Pictures stay out. Everything else in the entries is copied exactly.

====== DATASET

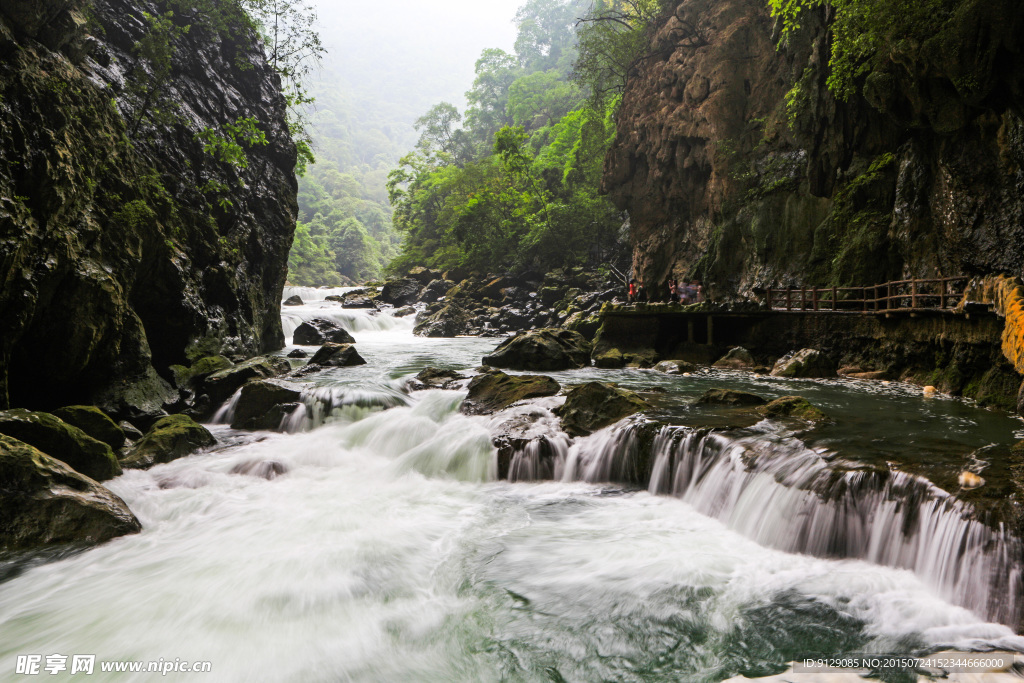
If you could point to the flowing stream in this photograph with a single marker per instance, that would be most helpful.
(371, 541)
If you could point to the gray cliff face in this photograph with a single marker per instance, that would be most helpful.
(923, 175)
(116, 263)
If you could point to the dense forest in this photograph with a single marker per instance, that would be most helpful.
(511, 181)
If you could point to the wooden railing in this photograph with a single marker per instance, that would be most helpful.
(937, 294)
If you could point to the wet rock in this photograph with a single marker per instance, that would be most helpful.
(93, 422)
(542, 349)
(495, 390)
(675, 367)
(609, 359)
(793, 407)
(45, 502)
(433, 378)
(320, 331)
(451, 321)
(595, 404)
(337, 355)
(61, 440)
(807, 363)
(263, 403)
(730, 397)
(174, 436)
(400, 292)
(265, 469)
(220, 385)
(737, 358)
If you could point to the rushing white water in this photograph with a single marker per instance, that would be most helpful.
(374, 544)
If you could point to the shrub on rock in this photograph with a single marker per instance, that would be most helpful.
(45, 502)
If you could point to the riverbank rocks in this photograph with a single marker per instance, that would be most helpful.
(337, 355)
(400, 292)
(46, 503)
(595, 404)
(730, 397)
(495, 390)
(320, 331)
(263, 403)
(433, 378)
(62, 441)
(793, 407)
(220, 385)
(549, 349)
(172, 437)
(93, 422)
(675, 367)
(450, 321)
(806, 364)
(737, 358)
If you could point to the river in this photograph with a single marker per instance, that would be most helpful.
(386, 551)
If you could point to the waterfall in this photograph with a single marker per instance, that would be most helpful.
(782, 495)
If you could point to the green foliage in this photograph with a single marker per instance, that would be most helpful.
(865, 33)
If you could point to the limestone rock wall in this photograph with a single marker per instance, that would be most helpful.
(115, 262)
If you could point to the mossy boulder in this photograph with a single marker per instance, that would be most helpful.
(737, 358)
(675, 367)
(45, 503)
(172, 437)
(263, 403)
(793, 407)
(495, 390)
(609, 359)
(730, 397)
(337, 355)
(548, 349)
(61, 440)
(93, 422)
(595, 404)
(320, 331)
(807, 363)
(222, 384)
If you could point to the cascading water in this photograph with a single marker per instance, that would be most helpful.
(788, 497)
(374, 543)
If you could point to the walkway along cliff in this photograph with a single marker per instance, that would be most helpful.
(738, 167)
(126, 248)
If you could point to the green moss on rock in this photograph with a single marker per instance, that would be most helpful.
(172, 437)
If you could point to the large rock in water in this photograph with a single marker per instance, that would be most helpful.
(123, 266)
(495, 390)
(263, 403)
(808, 363)
(595, 404)
(337, 355)
(400, 292)
(44, 502)
(174, 436)
(220, 385)
(61, 440)
(542, 349)
(93, 422)
(320, 331)
(451, 321)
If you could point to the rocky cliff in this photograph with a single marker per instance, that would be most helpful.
(125, 247)
(739, 167)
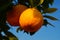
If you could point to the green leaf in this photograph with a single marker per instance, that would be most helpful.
(46, 23)
(51, 2)
(50, 17)
(49, 10)
(41, 1)
(26, 32)
(19, 29)
(10, 35)
(51, 24)
(32, 33)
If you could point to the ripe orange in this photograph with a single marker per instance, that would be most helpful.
(31, 20)
(13, 15)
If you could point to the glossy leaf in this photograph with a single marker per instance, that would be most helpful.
(49, 10)
(32, 33)
(46, 23)
(50, 17)
(51, 2)
(51, 24)
(41, 1)
(19, 29)
(26, 32)
(10, 35)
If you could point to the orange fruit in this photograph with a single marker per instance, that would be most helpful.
(31, 20)
(14, 14)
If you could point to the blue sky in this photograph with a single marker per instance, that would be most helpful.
(45, 33)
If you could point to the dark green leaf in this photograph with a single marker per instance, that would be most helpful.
(51, 2)
(19, 29)
(10, 35)
(46, 23)
(50, 17)
(32, 33)
(26, 32)
(51, 24)
(41, 1)
(49, 10)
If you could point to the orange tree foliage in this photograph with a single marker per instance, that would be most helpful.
(6, 5)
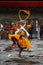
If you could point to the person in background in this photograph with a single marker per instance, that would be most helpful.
(1, 29)
(6, 29)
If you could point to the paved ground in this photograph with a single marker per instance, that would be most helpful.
(34, 57)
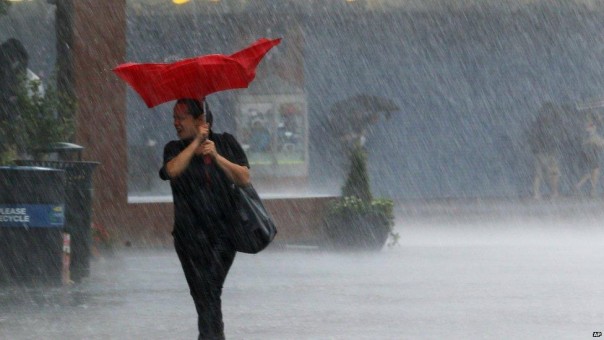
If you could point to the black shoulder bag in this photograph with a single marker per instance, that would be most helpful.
(253, 228)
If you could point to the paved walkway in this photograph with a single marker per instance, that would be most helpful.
(500, 277)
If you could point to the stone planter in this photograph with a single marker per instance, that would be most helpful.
(356, 231)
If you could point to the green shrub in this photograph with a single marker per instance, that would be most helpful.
(42, 119)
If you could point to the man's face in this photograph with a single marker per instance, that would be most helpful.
(184, 123)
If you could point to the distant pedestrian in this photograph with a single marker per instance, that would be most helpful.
(200, 166)
(545, 141)
(592, 145)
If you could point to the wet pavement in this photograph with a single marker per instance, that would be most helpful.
(500, 277)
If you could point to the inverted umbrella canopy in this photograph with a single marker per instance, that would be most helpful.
(364, 103)
(195, 78)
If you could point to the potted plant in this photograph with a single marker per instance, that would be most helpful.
(356, 220)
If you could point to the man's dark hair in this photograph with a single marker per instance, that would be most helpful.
(197, 108)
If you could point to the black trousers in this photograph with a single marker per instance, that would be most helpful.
(206, 262)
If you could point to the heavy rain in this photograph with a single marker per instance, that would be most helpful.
(432, 168)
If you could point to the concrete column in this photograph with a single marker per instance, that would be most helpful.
(91, 41)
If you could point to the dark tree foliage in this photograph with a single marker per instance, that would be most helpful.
(4, 5)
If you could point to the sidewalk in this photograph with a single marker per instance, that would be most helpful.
(494, 276)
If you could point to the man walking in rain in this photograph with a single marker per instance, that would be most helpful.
(545, 138)
(200, 166)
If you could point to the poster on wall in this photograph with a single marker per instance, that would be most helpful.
(273, 133)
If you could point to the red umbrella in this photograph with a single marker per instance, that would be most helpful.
(196, 77)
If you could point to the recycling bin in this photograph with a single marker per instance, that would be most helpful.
(32, 217)
(78, 201)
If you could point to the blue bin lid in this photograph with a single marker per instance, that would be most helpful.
(26, 168)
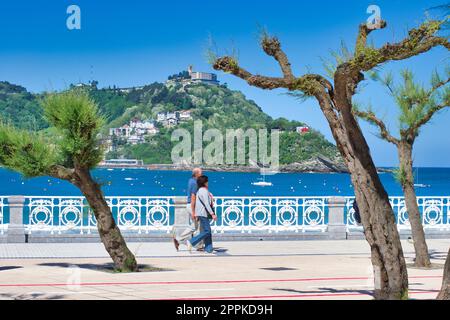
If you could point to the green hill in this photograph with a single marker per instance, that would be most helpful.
(217, 106)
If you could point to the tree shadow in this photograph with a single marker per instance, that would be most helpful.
(103, 267)
(6, 268)
(438, 255)
(326, 290)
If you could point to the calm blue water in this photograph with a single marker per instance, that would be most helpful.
(169, 183)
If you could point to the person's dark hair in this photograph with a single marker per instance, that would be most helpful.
(201, 181)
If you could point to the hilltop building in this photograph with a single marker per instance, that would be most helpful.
(171, 119)
(191, 76)
(302, 130)
(134, 132)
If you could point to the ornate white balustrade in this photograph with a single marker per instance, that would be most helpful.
(3, 225)
(435, 213)
(270, 214)
(62, 214)
(235, 214)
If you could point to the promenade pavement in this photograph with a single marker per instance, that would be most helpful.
(240, 270)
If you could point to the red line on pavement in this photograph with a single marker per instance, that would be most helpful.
(198, 282)
(315, 295)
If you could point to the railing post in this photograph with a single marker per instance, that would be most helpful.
(337, 229)
(16, 228)
(181, 221)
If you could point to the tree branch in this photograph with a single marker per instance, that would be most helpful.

============

**WRITTEN RESPONSE:**
If you could point to the flowing stream in this photograph with a single marker per instance, that would be most helpful.
(371, 541)
If you could point to the gray cliff face in this photograph with a single marker per instance, that would be most helpful.
(923, 175)
(116, 263)
If you could point to the dense forest in this photograph with a single marker per instance, that would be most helpful.
(511, 181)
If you could point to the wooden railing in this photograph with a single marker per instance, that would be most helpful.
(937, 294)
If you could point to the wet rock in this photograph with a single marker per instance, that would be most helpful.
(93, 422)
(542, 349)
(495, 390)
(675, 367)
(609, 359)
(793, 407)
(45, 502)
(433, 378)
(320, 331)
(451, 321)
(595, 404)
(337, 355)
(61, 440)
(807, 363)
(263, 403)
(730, 397)
(174, 436)
(400, 292)
(265, 469)
(220, 385)
(737, 358)
If you could point to the rushing white water in this photograph with a single marker per instance, that would be most helpful.
(374, 544)
If you could point to the shrub on rock in this photograph with a single marker per instance, that would be most helpful.
(45, 502)
If you could point to the riverbank rocks in this photograph with a single marker per instance, that would be most helpful.
(337, 355)
(400, 292)
(46, 503)
(595, 404)
(730, 397)
(495, 390)
(320, 331)
(263, 403)
(433, 378)
(62, 441)
(793, 407)
(220, 385)
(549, 349)
(172, 437)
(93, 422)
(675, 367)
(450, 321)
(806, 364)
(737, 358)
If you could point to the river in this photograph with a single marker per instance, that would be most helpful.
(386, 551)
If you could point to the waterfall in this photograph with a single marker per instance, that would be most helpful.
(782, 495)
If you could point to the green foliage in this photograph with a single marker per instance, that would be most helpful.
(865, 33)
If you could point to the limestone rock wall in this photograph with a single marker per instance, that would be most helpful.
(115, 262)
If you could point to the mossy boulder in this photograph with a single marker per instance, that would be most helpful.
(737, 358)
(675, 367)
(45, 503)
(172, 437)
(263, 403)
(793, 407)
(495, 390)
(609, 359)
(730, 397)
(337, 355)
(548, 349)
(61, 440)
(93, 422)
(595, 404)
(320, 331)
(807, 363)
(222, 384)
If you could point to the cascading water in this photograph with a single marker per instance, that would be most helpful.
(788, 497)
(374, 543)
If you could point to the walkway along cliff in this photograph with a single marker per instance, that would be most helpful.
(738, 167)
(126, 248)
If you could point to the green moss on rock in this photograph with a single marker per instance, that would be most helpful.
(172, 437)
If you could point to the large rock in water in this photograph with a single marker per instance, that would be most helpful.
(123, 266)
(495, 390)
(263, 403)
(808, 363)
(595, 404)
(337, 355)
(400, 292)
(44, 502)
(174, 436)
(220, 385)
(61, 440)
(542, 349)
(93, 422)
(320, 331)
(451, 321)
If you could point to the rocky cliff in this photograph with a single marker per instance, that would be most helpful.
(125, 247)
(739, 167)
If you could point to the green leaf in this photograph with a single marker per instance, that would be most helpful.
(46, 23)
(51, 2)
(50, 17)
(49, 10)
(41, 1)
(26, 32)
(19, 29)
(10, 35)
(51, 24)
(32, 33)
If you could point to the ripe orange in this photograph with a single marker per instance, that would be most helpful.
(31, 20)
(13, 15)
If you could point to the glossy leaf in this photograph with a single marker per instance, that would be most helpful.
(49, 10)
(32, 33)
(46, 23)
(50, 17)
(51, 2)
(51, 24)
(41, 1)
(19, 29)
(26, 32)
(10, 35)
If you could point to the orange fruit in this photograph with a single marker per instance, that would be most helpful.
(31, 20)
(14, 14)
If you could point to the blue sky in this photograph with a single marker per instance, that would be most helpful.
(45, 33)
If you could point to the dark green leaf in this photograph with a single marker per instance, that would be most helpful.
(51, 2)
(19, 29)
(10, 35)
(46, 23)
(50, 17)
(32, 33)
(26, 32)
(51, 24)
(41, 1)
(49, 10)
If you could point to the orange tree foliage in this photograph with a single marker per instance, that would be most helpful.
(6, 5)
If you could point to the person in background in this photograph with a single marker per instance, that would be most helpful.
(1, 29)
(6, 29)
If you could point to the paved ground in this photograph with a single marker per instance, that would be most helpful.
(34, 57)
If you could point to the black shoulder bag in this photograph with a single marker per instance, that would be most helpful.
(253, 228)
If you could point to the paved walkway in this photograph with a single marker per instance, that would be most helpful.
(500, 277)
If you could point to the stone planter in this photograph with a single marker per instance, that would be most helpful.
(356, 231)
If you could point to the green shrub in this photograph with a single marker per instance, that would be most helpful.
(42, 119)
If you could point to the man's face in this photograph with a single marker per instance, that would be most helpful.
(184, 123)
If you could point to the distant pedestrian in this photograph with a single marker per instance, that would be most helpful.
(200, 166)
(545, 141)
(592, 145)
If you could point to the wet pavement in this photograph with a single marker per instance, that would be most helpful.
(500, 277)
If you could point to the inverted umbrella canopy in this photograph with a single marker per instance, that would be most helpful.
(364, 103)
(195, 78)
If you could point to the potted plant in this photograph with a single marker per instance, that would be most helpful.
(356, 220)
If you could point to the man's dark hair in this photograph with a single marker per instance, that would be most helpful.
(197, 108)
If you could point to the black trousers in this photograph with a single marker per instance, that would be most helpful.
(206, 262)
If you could point to the heavy rain in this photograph with a single marker per instance, that would be most helpful.
(432, 168)
If you could point to the concrete column in this photograph with a single marker per instance, that would be most helpful.
(91, 41)
If you could point to the dark tree foliage in this photograph with a single marker per instance, that would be most helpful.
(4, 5)
If you could point to the sidewalk in this photograph with a single marker per instance, that would be most helpful.
(494, 276)
If you could point to the man walking in rain in this photograph with a single marker per instance, that would be most helpful.
(545, 138)
(200, 166)
If you could point to the poster on wall in this photograph with a single marker per instance, that would be most helpful.
(273, 133)
If you could point to the red umbrella in this photograph with a single marker per instance, that would be most helpful.
(196, 77)
If you could point to the recycling bin in this photograph with a single marker per instance, that would be most helpful.
(32, 217)
(78, 201)
If you could point to the blue bin lid in this photograph with a single marker per instance, that would be most helpful.
(26, 168)
If you could point to the green hill in this photograph with a single marker per instance, that would be most helpful.
(217, 106)
If you could point to the tree shadow in this photograph with a single marker per instance, that would be most helpful.
(103, 267)
(6, 268)
(438, 255)
(326, 290)
If you could point to the calm blue water in this photograph with a single marker per instance, that would be most helpful.
(169, 183)
If you could point to the person's dark hair in this photograph with a single marker per instance, that would be most helpful.
(201, 181)
If you could point to the hilltop building in this photograph with a single marker per instance, that would be most helpful.
(171, 119)
(191, 76)
(302, 130)
(134, 132)
If you could point to the ornate white balustrade in this photograph with a single marker per instance, that would be most helpful.
(3, 225)
(435, 213)
(270, 214)
(62, 214)
(235, 214)
If you could point to the promenade pavement in this photograph with a single marker per instance, that would be most helpful.
(240, 270)
If you could point to the red line on pavement in this photograph with a single marker per instance, that would be most helpful.
(198, 282)
(315, 295)
If you could point to the railing post in this photograph with a single marker per instance, that would be most helpful.
(337, 229)
(16, 228)
(181, 221)
If you could point to the tree branch in this photograph with a single marker per instance, that would be most helpful.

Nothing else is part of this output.